[START OF Data excerpts]
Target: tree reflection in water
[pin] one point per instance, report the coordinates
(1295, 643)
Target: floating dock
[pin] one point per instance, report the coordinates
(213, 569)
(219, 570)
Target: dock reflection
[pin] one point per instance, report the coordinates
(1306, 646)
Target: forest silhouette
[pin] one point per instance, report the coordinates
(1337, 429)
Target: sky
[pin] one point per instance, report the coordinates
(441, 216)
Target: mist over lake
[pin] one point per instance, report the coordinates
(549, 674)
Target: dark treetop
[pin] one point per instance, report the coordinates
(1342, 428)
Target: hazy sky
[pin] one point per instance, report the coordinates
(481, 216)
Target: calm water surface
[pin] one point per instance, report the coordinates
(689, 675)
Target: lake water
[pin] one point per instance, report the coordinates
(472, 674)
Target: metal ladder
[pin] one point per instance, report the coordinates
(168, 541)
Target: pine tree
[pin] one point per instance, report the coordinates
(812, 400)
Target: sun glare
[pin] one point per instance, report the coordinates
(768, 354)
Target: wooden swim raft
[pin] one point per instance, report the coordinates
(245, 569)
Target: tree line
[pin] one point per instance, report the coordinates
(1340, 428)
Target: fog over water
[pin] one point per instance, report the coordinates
[END OF Data excerpts]
[START OF Data excerpts]
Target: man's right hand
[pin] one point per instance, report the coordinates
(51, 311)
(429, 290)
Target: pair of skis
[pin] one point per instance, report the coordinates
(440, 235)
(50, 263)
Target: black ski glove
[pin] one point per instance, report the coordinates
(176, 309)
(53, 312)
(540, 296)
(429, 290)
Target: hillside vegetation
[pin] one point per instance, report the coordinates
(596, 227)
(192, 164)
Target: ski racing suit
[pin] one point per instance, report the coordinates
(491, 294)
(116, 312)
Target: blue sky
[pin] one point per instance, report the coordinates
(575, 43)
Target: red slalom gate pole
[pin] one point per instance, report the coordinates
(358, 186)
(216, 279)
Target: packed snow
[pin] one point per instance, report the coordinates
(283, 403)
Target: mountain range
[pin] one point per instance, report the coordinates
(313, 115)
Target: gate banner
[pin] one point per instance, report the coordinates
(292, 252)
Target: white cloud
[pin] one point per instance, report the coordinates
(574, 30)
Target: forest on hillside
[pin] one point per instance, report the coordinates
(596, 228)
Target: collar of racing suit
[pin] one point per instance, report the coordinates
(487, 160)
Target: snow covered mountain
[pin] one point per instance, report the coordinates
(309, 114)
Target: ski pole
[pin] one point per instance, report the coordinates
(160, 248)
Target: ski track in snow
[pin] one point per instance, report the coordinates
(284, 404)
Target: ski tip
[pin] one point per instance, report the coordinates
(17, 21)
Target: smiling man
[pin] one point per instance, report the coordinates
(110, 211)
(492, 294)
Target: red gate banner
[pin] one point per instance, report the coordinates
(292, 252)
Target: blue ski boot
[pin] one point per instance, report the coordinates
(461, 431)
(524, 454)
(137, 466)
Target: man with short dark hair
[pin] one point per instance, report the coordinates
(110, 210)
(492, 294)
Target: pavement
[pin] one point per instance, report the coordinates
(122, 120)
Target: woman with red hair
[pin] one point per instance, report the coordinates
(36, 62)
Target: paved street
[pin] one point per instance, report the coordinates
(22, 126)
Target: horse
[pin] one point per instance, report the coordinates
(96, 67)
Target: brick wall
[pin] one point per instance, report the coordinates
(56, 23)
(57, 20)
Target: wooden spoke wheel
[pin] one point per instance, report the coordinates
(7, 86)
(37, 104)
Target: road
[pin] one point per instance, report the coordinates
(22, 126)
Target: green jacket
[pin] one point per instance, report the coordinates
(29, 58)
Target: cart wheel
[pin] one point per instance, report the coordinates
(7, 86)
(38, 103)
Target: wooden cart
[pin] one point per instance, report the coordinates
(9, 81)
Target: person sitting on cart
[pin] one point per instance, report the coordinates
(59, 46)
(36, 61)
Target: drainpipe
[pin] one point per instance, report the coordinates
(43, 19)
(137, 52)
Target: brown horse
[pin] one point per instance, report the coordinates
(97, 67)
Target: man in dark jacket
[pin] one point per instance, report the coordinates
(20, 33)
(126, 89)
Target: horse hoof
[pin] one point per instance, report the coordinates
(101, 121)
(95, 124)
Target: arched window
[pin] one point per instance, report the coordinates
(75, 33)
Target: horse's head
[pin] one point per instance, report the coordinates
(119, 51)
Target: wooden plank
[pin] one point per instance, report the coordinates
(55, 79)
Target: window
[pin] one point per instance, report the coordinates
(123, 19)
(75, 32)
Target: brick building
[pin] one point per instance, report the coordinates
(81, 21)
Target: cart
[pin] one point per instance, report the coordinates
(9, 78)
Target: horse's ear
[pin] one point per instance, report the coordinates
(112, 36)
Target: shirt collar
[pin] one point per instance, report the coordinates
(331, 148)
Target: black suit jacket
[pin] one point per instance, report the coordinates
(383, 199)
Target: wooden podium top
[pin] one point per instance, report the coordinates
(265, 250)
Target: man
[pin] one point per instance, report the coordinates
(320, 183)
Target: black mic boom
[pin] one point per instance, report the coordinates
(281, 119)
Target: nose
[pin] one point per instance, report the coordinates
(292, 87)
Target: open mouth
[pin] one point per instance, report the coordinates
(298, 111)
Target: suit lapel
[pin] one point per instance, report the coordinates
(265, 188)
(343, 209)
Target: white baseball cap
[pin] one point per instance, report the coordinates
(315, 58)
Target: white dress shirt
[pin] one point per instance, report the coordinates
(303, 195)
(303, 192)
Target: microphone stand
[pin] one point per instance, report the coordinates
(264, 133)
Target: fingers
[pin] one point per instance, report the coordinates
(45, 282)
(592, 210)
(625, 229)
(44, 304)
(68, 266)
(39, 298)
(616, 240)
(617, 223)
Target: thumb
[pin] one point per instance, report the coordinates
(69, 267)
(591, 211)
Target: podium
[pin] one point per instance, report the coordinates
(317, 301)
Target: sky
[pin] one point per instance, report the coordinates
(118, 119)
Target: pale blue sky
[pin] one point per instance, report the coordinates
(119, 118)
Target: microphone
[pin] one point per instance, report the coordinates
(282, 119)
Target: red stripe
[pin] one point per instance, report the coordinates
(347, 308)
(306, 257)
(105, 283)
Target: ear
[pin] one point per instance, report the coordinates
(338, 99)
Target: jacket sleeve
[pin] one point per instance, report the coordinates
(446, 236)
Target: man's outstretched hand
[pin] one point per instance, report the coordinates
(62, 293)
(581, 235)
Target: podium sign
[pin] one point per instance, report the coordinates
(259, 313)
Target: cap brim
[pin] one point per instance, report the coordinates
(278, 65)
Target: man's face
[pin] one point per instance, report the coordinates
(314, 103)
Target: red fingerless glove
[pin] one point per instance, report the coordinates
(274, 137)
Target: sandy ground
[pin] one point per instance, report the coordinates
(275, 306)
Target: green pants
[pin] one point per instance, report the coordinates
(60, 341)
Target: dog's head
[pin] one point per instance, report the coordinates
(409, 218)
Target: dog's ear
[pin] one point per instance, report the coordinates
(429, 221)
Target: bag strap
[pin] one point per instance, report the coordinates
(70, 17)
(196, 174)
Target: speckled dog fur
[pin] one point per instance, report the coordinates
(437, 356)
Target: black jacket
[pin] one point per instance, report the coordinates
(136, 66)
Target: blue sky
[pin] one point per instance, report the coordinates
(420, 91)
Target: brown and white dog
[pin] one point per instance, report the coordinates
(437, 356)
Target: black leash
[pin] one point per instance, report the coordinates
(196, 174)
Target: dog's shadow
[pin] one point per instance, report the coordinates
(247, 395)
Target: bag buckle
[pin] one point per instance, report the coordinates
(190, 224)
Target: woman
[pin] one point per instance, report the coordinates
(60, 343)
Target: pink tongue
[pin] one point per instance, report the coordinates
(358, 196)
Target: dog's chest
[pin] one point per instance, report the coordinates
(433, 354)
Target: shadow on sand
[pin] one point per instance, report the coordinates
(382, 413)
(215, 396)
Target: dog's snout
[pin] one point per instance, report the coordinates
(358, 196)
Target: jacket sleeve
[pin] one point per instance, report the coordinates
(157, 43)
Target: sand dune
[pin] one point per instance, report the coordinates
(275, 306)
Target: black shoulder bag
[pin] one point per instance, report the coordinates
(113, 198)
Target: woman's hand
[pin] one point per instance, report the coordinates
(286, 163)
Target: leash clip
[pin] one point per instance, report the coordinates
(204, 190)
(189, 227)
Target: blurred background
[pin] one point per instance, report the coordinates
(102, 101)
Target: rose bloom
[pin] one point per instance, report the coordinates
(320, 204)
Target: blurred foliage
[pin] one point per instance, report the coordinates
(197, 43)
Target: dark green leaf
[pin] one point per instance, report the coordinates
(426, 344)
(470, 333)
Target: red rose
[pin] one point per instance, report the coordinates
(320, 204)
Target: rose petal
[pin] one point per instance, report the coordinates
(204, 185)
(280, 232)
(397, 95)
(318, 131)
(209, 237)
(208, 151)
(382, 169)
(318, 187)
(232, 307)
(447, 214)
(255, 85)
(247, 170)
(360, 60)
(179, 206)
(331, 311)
[END OF Data excerpts]
*Written task:*
Gather every line of the records above that contains the word "gate" and list them.

*Answer to the problem:*
Target: red slalom gate pole
Target: gate banner
Target: red gate banner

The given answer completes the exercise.